- Saved entries -
>>

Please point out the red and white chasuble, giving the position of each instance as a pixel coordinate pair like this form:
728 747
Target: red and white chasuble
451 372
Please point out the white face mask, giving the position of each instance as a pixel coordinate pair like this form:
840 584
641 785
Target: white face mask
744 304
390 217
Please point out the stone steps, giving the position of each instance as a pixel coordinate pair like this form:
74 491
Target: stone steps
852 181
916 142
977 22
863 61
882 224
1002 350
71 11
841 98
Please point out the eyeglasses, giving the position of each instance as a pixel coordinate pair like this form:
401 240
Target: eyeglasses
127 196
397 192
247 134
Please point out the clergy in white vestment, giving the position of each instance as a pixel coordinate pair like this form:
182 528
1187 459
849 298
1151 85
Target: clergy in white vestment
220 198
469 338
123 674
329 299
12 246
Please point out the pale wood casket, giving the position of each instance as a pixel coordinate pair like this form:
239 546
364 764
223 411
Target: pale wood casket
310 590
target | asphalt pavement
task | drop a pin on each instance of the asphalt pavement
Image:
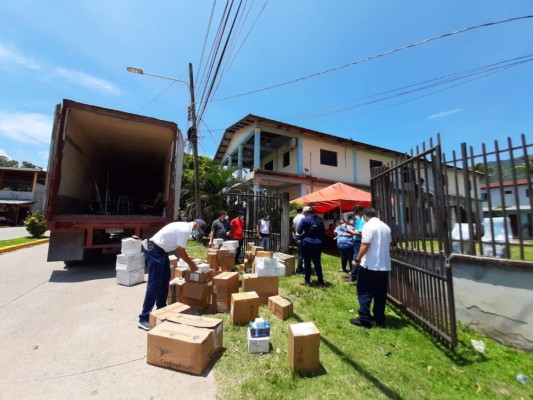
(72, 334)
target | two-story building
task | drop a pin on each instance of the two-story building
(296, 160)
(21, 192)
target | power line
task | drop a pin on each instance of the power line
(419, 43)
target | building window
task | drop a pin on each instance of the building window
(287, 159)
(269, 166)
(328, 157)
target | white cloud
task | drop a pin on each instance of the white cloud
(83, 79)
(444, 113)
(26, 127)
(12, 55)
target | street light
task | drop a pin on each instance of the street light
(193, 137)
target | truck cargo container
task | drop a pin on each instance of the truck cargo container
(111, 175)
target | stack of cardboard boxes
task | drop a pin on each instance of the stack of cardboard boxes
(130, 263)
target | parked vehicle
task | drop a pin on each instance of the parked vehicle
(111, 174)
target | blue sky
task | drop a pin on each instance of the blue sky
(80, 50)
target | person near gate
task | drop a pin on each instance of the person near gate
(312, 231)
(344, 240)
(237, 232)
(263, 231)
(297, 238)
(171, 237)
(374, 264)
(220, 227)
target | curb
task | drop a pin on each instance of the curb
(21, 246)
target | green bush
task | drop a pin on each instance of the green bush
(35, 224)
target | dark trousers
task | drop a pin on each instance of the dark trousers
(372, 285)
(312, 254)
(346, 257)
(158, 279)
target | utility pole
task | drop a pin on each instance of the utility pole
(193, 137)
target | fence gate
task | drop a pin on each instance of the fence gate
(409, 195)
(254, 205)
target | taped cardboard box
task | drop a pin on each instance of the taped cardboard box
(280, 307)
(161, 315)
(288, 261)
(244, 307)
(130, 263)
(213, 324)
(180, 347)
(304, 345)
(264, 286)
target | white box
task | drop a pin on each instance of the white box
(130, 278)
(130, 246)
(130, 263)
(231, 244)
(258, 345)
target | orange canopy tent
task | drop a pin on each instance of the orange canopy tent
(335, 197)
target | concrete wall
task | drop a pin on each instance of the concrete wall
(496, 298)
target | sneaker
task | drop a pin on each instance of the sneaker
(144, 325)
(358, 322)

<<

Exclude the pictures and reproduce every entry exactly.

- Response to this exercise -
Please point out the red and white chasuble, giving the position of each instance as a pixel coordinate pair like this form:
728 747
Target: red and white chasuble
451 372
Please point out the white face mask, giving the position of each instance as a pixel coordinate pair like this form:
840 584
641 785
Target: white face mask
744 304
390 217
Please point out the stone steps, giving the position of each instance as a pixel coordinate pair like this form:
74 491
Target: stone steps
852 181
916 142
977 22
863 61
882 224
1002 350
71 11
841 98
Please point out the eyeglasses, giving the position of each instance as a pixel coordinate pair like this form:
401 240
Target: eyeglasses
127 196
397 192
247 134
Please point out the clergy in white vestment, giving the position of each instance as a pixel coordinate pair like this form:
182 528
1187 459
849 298
1151 85
Target: clergy in white vestment
220 198
469 338
123 674
329 299
12 246
Please point out the pale wood casket, giving the position of each instance as a pixel coordinate pair like this form:
239 546
364 764
223 411
Target: pale wood casket
310 590
target | asphalt pavement
task | drop a pin on each instance of the asphalt pavement
Image:
(72, 334)
target | two-story building
task | drop a pin on each instance of the two-story building
(296, 160)
(21, 192)
target | power line
task | drop a pin on each instance of the power line
(419, 43)
target | building window
task | drop a pin on each instance of the building window
(287, 159)
(269, 166)
(328, 157)
target | white cloud
task | drop a pin on each instance of the white cloud
(83, 79)
(444, 113)
(26, 127)
(12, 55)
target | street light
task | drop a pin on each instance of the street light
(193, 137)
target | truck cargo container
task | drop a pin on each instance of the truck cargo container
(111, 175)
target | stack of cardboard boxes
task | drop a pin on each instance of the stack of cardboard boxes
(130, 263)
target | parked vehicle
task | drop a pin on each instance of the parked vehicle
(111, 174)
target | blue sky
task | drop a pin on each instance of the blue sky
(80, 50)
target | person near gate
task | drop a pin on each instance of the person near gate
(312, 231)
(344, 240)
(237, 232)
(263, 231)
(297, 238)
(171, 237)
(374, 264)
(220, 227)
target | curb
task | drop a pin on each instance of the curb
(21, 246)
target | green bush
task | drop a pin on each instance of the green bush
(35, 224)
target | dark trousers
task | drop a pin on each instance of the dark trousers
(372, 285)
(312, 254)
(346, 257)
(158, 279)
target | utility pole
task | drop a pin on each instance of the utility pole
(193, 137)
target | fence gate
task | drop a pin on each instance of the fence gate
(409, 195)
(254, 205)
target | taped cardboard box
task | drop a pin on each instance of the taped cardboard box
(280, 307)
(161, 315)
(288, 261)
(244, 307)
(130, 263)
(213, 324)
(180, 347)
(304, 345)
(264, 286)
target | white box
task | drop a pin on each instance of the white box
(130, 278)
(130, 246)
(130, 263)
(231, 244)
(258, 345)
target | orange canopy tent
task | drop a pin on each instance of the orange canopy tent
(335, 197)
target | concrete wall
task | drop a pin on each instance of the concrete wall
(496, 298)
target | sneaker
task | drop a pin on each instance of the sneaker
(144, 325)
(358, 322)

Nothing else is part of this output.